Exercise directions:
Filter the records below down to the lines that contain the string "grey", and copy each matching line in full.

Task material:
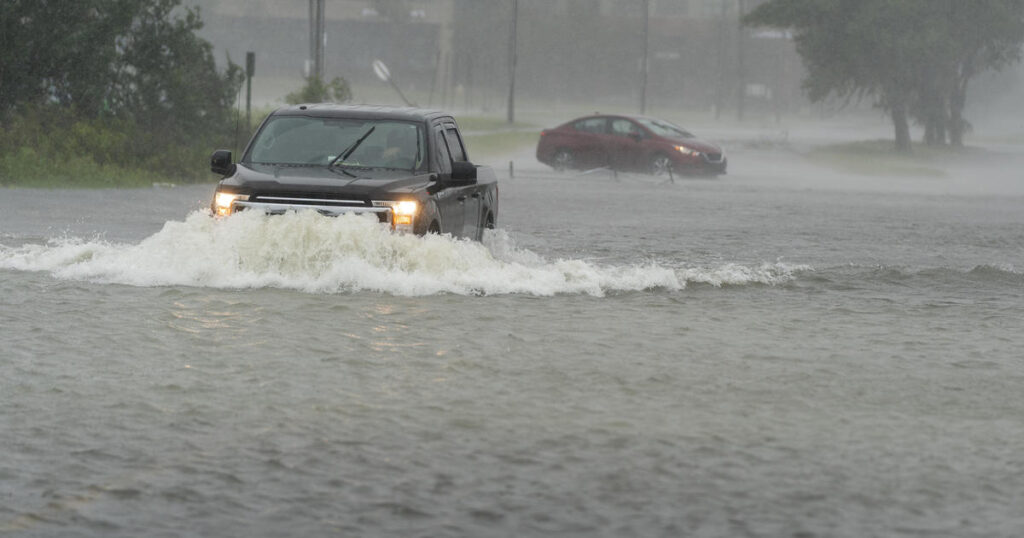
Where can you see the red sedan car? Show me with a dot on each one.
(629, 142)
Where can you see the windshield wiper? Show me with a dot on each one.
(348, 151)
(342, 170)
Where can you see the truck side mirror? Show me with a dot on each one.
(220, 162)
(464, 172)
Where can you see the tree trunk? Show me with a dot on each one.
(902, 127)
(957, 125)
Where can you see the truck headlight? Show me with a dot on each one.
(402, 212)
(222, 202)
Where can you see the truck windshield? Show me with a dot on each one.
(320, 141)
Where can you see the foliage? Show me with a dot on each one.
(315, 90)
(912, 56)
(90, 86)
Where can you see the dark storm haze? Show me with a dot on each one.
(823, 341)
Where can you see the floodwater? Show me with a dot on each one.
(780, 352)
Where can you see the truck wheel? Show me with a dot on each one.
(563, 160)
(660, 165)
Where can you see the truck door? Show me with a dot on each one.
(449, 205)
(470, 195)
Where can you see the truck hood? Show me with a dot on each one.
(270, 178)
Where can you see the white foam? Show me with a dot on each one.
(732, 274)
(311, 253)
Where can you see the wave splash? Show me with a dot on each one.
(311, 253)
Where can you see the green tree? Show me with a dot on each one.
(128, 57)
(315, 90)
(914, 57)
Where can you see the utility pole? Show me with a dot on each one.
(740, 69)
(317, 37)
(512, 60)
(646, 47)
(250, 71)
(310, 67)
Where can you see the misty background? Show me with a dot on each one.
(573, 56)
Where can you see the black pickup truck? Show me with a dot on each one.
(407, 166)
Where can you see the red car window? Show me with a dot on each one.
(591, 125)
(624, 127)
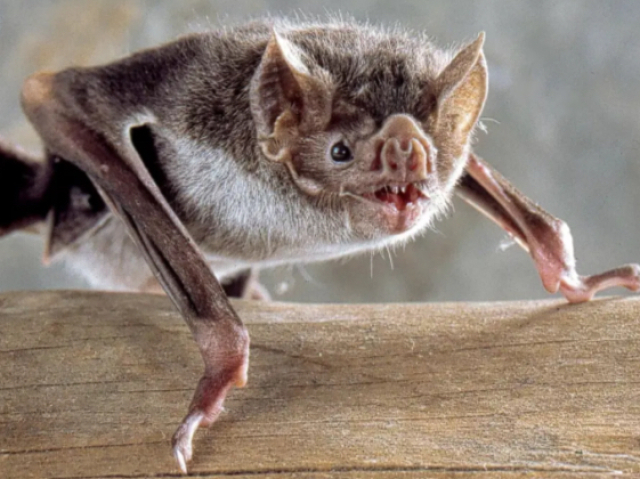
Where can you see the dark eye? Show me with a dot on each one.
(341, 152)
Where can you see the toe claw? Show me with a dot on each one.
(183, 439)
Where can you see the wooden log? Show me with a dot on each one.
* * *
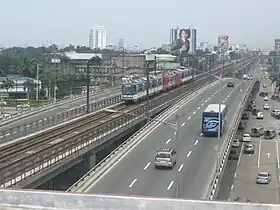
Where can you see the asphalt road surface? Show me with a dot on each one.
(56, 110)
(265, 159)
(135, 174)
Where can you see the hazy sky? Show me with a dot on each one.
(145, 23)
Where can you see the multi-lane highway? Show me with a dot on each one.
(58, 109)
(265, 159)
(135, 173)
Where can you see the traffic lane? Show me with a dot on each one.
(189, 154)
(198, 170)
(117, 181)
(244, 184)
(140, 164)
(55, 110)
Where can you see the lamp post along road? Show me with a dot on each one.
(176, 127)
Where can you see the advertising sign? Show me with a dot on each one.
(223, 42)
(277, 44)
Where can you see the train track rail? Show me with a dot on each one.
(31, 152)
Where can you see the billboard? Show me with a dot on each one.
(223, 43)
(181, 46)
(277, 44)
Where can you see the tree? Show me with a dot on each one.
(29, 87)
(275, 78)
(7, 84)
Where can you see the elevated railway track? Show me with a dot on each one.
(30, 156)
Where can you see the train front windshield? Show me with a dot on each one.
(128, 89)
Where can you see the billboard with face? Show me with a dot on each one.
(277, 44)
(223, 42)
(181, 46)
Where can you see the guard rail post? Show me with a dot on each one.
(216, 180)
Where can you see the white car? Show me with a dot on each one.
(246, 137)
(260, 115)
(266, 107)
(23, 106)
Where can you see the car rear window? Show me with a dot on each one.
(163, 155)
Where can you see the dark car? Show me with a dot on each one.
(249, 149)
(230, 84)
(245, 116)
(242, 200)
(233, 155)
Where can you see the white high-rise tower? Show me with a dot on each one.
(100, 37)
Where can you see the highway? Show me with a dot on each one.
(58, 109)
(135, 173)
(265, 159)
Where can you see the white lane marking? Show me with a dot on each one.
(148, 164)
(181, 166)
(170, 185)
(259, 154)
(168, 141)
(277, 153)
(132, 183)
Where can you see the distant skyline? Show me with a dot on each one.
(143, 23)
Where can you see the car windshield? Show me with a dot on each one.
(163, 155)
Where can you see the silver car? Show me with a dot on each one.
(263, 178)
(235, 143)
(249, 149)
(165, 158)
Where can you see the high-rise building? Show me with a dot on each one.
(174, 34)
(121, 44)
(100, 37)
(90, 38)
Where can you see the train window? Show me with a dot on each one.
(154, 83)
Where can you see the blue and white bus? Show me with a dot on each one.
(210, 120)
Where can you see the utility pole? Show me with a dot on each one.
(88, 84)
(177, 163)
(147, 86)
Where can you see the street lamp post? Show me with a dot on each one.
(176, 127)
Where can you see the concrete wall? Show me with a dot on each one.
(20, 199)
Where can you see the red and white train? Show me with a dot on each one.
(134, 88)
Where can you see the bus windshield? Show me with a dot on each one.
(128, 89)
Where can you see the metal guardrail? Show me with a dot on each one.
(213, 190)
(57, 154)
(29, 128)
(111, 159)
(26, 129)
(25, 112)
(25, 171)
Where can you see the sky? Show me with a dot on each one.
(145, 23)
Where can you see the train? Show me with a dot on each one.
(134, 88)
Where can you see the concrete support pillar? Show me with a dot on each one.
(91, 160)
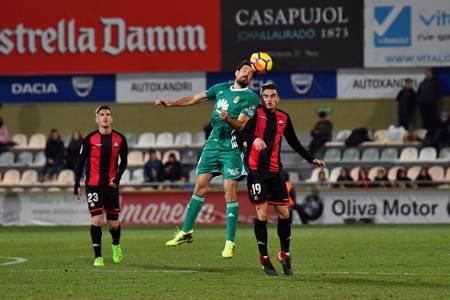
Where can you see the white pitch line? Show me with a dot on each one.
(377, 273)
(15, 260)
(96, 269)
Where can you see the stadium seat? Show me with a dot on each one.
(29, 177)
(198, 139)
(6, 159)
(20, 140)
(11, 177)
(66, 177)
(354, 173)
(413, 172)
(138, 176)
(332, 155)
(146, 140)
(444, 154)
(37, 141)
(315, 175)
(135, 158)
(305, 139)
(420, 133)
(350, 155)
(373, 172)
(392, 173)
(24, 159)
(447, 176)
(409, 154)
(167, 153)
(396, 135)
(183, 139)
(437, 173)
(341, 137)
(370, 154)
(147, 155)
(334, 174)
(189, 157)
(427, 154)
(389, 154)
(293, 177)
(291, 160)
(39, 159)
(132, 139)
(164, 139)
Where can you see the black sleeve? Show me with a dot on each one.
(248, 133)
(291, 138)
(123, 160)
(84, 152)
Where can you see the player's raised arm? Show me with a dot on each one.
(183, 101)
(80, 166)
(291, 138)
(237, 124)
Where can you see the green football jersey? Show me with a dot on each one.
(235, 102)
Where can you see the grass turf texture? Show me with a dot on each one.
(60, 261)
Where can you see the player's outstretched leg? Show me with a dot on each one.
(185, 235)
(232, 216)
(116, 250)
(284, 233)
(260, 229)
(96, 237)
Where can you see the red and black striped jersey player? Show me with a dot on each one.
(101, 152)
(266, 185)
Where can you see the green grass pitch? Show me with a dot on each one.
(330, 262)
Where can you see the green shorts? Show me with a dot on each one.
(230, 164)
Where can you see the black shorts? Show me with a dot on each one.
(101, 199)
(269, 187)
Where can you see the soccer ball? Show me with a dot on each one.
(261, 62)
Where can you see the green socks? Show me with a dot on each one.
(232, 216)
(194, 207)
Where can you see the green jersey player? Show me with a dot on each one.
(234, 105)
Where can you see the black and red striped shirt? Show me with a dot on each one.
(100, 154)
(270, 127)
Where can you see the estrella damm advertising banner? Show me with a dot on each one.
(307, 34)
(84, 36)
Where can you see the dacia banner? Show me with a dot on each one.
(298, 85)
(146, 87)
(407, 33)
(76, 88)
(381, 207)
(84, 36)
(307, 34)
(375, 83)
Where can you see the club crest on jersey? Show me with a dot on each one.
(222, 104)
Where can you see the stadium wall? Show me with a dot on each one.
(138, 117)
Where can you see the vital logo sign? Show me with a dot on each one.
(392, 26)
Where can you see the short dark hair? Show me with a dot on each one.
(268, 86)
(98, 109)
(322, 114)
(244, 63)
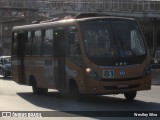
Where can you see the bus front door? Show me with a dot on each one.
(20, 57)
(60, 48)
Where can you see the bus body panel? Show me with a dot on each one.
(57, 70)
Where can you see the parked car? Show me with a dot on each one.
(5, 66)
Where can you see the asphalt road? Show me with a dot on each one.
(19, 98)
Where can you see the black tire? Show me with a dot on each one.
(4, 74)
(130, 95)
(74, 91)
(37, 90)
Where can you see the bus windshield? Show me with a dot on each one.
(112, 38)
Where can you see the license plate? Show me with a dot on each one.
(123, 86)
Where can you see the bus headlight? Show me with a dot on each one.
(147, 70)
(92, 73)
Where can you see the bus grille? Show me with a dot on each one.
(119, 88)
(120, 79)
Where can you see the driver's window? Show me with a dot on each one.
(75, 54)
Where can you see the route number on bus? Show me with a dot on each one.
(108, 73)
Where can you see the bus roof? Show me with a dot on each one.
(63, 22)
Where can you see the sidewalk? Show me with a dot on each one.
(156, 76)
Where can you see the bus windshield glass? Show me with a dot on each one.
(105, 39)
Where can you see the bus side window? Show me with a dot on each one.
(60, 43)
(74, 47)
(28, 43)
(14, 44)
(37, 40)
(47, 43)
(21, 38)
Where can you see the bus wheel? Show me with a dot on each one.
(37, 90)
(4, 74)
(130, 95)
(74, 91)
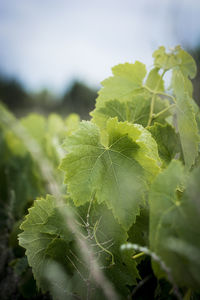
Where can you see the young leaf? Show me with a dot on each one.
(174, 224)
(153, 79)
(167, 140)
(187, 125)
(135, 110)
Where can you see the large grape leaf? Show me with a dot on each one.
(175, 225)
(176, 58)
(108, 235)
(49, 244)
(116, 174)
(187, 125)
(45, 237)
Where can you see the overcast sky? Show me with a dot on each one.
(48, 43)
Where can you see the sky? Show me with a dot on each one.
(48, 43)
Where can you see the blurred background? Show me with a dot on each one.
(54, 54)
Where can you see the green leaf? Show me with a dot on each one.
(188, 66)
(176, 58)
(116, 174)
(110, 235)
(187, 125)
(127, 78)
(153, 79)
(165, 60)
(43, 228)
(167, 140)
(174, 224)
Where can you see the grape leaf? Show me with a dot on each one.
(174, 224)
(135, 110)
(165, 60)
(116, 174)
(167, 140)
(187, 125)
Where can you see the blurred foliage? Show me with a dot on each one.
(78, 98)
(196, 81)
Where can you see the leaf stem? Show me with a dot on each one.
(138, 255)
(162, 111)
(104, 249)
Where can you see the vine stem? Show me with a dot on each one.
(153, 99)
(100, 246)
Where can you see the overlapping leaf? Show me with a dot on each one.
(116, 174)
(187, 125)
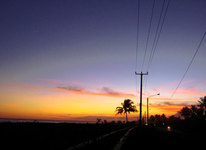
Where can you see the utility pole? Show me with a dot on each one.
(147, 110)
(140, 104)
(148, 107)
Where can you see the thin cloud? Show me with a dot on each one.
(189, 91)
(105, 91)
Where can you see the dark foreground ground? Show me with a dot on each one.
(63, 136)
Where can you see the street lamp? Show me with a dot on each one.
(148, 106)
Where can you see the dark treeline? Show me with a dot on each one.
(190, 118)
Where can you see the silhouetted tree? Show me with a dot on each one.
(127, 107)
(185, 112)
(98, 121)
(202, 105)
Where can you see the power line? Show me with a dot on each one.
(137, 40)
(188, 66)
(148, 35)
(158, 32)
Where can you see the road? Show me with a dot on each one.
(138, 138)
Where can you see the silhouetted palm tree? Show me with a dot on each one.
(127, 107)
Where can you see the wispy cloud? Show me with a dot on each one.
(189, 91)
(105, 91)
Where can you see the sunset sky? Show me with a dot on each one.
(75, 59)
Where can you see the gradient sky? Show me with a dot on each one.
==
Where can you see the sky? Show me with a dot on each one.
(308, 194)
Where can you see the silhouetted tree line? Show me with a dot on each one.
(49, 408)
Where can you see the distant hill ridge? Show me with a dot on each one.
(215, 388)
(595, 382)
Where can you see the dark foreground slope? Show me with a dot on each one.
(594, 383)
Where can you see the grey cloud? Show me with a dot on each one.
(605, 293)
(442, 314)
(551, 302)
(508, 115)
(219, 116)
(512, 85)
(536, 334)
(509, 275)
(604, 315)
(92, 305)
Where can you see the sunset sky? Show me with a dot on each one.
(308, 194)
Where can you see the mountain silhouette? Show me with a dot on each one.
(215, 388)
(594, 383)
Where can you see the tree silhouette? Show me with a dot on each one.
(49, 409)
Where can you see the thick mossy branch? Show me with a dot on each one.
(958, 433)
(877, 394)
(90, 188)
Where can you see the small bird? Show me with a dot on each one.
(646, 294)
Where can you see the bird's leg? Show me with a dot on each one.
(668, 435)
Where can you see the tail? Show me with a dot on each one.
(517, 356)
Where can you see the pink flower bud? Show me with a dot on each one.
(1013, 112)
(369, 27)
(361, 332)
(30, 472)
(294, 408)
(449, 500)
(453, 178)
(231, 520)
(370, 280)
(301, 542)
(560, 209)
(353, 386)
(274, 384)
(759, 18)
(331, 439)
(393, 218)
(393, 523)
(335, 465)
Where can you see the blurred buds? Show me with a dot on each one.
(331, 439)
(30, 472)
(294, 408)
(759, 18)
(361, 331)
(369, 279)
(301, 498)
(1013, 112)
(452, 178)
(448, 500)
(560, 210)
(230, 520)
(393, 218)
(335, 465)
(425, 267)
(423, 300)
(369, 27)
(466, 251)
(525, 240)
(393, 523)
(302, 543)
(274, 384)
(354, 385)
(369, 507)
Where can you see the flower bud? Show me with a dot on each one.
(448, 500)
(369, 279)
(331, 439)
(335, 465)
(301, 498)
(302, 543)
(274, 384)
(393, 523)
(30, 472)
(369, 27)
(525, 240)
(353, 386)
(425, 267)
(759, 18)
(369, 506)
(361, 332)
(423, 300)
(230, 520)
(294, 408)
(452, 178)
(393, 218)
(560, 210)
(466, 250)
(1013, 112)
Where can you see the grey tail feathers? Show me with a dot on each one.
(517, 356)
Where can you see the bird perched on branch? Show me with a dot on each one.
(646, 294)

Response below:
Where can you see the grey cloud? Show me with a dot on each one.
Where can you see the grey tail feathers? Show me with a dot on each one.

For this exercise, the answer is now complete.